UW OPDRACHT
Tel in de onderstaande records het aantal regels dat de tekenreeks "water" bevat, waarbij het verschil tussen hoofdletters en kleine letters meetelt. Vermeld uitsluitend dat aantal.

——————

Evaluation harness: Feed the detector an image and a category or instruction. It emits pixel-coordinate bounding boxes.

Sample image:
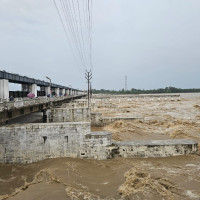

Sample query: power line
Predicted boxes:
[53,0,93,72]
[53,0,80,69]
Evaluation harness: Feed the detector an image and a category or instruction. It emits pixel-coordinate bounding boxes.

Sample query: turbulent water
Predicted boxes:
[0,95,200,200]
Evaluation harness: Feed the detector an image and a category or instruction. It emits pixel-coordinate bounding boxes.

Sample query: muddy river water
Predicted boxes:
[0,94,200,200]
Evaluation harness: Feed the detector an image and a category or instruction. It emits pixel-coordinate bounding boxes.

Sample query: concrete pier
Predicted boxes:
[114,139,198,158]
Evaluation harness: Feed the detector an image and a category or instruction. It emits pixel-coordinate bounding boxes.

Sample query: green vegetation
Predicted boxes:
[92,87,200,94]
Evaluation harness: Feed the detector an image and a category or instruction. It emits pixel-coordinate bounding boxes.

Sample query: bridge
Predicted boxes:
[0,71,86,124]
[0,71,83,101]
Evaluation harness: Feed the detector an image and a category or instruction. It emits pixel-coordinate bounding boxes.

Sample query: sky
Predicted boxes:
[0,0,200,90]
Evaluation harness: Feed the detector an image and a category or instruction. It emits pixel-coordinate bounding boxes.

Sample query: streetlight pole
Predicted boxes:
[69,85,72,95]
[46,76,52,97]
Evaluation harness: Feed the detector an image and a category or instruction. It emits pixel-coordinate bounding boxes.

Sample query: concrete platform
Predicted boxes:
[114,139,198,158]
[115,139,198,146]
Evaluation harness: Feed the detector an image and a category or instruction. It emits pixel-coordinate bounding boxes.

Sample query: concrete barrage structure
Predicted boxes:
[0,122,198,163]
[49,107,90,122]
[0,122,111,163]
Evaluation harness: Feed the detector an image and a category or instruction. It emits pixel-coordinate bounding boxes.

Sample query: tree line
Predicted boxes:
[92,86,200,94]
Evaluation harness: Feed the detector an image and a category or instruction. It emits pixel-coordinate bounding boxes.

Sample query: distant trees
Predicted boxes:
[92,86,200,94]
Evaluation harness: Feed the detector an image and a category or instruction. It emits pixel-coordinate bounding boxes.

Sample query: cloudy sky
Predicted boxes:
[0,0,200,89]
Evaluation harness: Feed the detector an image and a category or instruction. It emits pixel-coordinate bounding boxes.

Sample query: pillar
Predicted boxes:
[0,79,9,99]
[44,86,51,96]
[22,84,37,97]
[29,84,37,97]
[61,89,65,96]
[43,110,47,123]
[55,88,60,96]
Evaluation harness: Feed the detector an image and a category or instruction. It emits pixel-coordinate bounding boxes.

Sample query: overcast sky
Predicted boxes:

——————

UITGEWERKT ANTWOORD
2